**STATED EXERCISE 1**:
In the XM radio post, reproduce everything from "If you have an" down to "from a repeater.", swapping "repeater" for "ground relay".
**STATED EXERCISE 2**:
Translate this sentence from the XM radio post into Spanish: "You need to have 5% or below to receive a signal."
## Start DOCUMENT PASSAGE
If you have an XM radio (I think it works on Delphi SkyFi & Roady 1 only), you can see the source of your signal.  You can see if it comes from the satellite "Rock" or "Roll" or if you get the signal from a repeater.

If you have a SkyFi, power it up by pressing the numbers 2,0,7 and hit the little XM button inside the dial and it will turn on.  Press "Display" 3 times.  You will get the first menu that shows SAT1 (Rock) , SAT2 (Roll) or TERR.  Look what is checked off and the BER% rate.  This is the error rate.  You need to have 5% or below to receive a signal.  To get out of this screen, keep hitting display until you get back to the song / author display. 

At work I am on the TERR (repeater) and I get no satellite signal.  

I use this trick to tweak the antenna when inside.


----------



## catskills (Sep 23, 2005)

I use BBCode 03.7 extension for FireFox.  I makes it real easy to do stuff like *Colors*
and imbeded links and lists and a lot more features that are not easy to do on other forums.
## End DOCUMENT PASSAGE
## Start DATASET CONTENT
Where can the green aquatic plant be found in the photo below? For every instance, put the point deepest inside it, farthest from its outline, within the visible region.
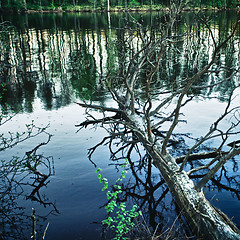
## End DATASET CONTENT
**TASK OUTPUT 1**:
If you have an XM radio (I think it works on Delphi SkyFi & Roady 1 only), you can see the source of your signal.  You can see if it comes from the satellite "Rock" or "Roll" or if you get the signal from a ground relay.

**TASK OUTPUT 2**:
Necesitas tener un 5 % o menos para recibir una señal.